Publié en novembre 2009
L’essor de l’industrialisation de São Paulo aussitôt après la Seconde Guerre mondiale (1939-1945) – un des chapitres les plus importants l’histoire de l’état – peut désormais être mieux raconté. Beaucoup ignorent que l’un des points-clés de ce processus réside dans l’arrivée en masse d’immigrants qualifiés d’Europe et du Japon, deux régions durement affectées par le conflit. Cependant, le pôle industriel de la région métropolitaine de São Paulo et de sa banlieue n’est pas le seul à avoir intégré un grand nombre de travailleurs. L’agriculture s’est aussi modernisée avec ces « nouveaux migrants » aussi bien spécialisés du point de vue de la technique que de la pratique.
Cette nouvelle vision commence à être délimitée grâce au projet mené par le Centre d’Études sur la Population de l’Université d’état de Campinas (Nepo/ Unicamp) : Les nouveaux migrants – Flux migratoires et industrialisation à São Paulo (1947-1980). Entre 2003 et 2008, le centre a réuni plus de 60 000 documents qui incorporent une banque de données de près de 200 000 registres de migrants venus faire partie du marché du travail. Véritable mine d’or pour les chercheurs brésiliens et même étrangers, ces archives renferment des informations qui peuvent être exploitées de diverses manières : par le nom, la nationalité, la profession, la région d’origine, l’entreprise employeuse, etc.
Mais pas seulement. Il est possible de croiser des données plus détaillées, à l’exemple de tous les mécaniciens automobile de nationalité allemande célibataires, ou de ceux qui possèdent un niveau universitaire – dans ce cas, indépendamment de la nationalité. On peut également élaborer des graphiques, des tableaux et d’autres formes de consolidation des données, d’une grande richesse pour les études démographiques. Et ce ne sont là que quelques-unes des possibilités. La banque de données est déjà disponible au Nepo/Unicamp et au Memorial do Imigrante [Mémorial de l’Immigrant] de São Paulo.
À ce stade, l’équipe du projet a jugé que le travail était achevé en tant que contribution collective pour d’autres chercheurs. Néanmoins, le groupe reste uni pour continuer à traiter les informations et dialoguer avec les personnes intéressées. Les principaux membres de ce projet sont : Maria do Carmo Carvalho Campello de Souza (USP et Idesp, coordonnatrice entre 2003 et 2006), Teresa Sales de Mello Suarez (Nepo/Unicamp), Célia Sakurai (Musée de l’Immigration Japonaise et Nepo/Unicamp), Odair Paiva (Unesp et Mémorial de l’Immigrant), José Renato de Campos Araújo (USP et Idesp) et Maria do Rosário Rolfsen Salles (Unesp et Idesp, coordonnatrice entre 2006 et 2008).

Entrées de la collection:
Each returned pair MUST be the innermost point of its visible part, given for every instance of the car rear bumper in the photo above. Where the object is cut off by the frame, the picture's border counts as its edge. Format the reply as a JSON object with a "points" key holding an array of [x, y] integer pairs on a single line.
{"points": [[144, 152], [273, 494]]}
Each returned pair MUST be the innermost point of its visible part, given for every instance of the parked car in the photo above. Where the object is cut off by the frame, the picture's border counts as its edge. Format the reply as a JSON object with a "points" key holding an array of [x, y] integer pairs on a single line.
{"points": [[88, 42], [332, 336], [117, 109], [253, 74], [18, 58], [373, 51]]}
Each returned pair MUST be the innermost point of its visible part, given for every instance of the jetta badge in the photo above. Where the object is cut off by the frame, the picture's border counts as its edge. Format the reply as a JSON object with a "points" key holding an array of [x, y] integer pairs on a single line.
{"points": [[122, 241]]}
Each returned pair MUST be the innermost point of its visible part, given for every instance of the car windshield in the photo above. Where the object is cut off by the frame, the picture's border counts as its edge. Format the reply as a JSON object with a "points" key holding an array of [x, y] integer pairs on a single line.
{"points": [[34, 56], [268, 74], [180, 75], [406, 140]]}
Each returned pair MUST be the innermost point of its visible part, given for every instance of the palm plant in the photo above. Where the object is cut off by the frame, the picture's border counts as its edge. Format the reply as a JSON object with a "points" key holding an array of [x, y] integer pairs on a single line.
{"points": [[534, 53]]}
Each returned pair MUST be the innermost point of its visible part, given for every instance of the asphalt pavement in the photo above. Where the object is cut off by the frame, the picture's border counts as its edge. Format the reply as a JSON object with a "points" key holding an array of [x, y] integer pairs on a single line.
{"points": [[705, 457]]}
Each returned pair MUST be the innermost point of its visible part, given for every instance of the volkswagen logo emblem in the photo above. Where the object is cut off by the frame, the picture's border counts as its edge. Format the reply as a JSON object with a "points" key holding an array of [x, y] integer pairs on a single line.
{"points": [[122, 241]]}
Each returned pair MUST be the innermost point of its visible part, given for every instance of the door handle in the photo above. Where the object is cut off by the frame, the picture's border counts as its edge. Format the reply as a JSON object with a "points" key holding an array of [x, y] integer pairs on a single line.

# [Objet de la tâche]
Dans le texte sur les nouveaux migrants de São Paulo, reformulez sous forme de liste le paragraphe qui commence par « Mais pas seulement » en conservant ses faits principaux. Les items fournis ne servent à rien ici.

# [Résultat]
- On peut croiser des données plus détaillées. On peut par exemple retrouver tous les mécaniciens automobile allemands célibataires, ou tous les migrants de niveau universitaire, quelle que soit leur nationalité.
- On peut élaborer des graphiques, des tableaux et d'autres formes de consolidation des données, très riches pour les études démographiques.
- Ce ne sont là que quelques-unes des possibilités.
- La banque de données est déjà disponible au Nepo/Unicamp et au Mémorial de l'Immigrant de São Paulo.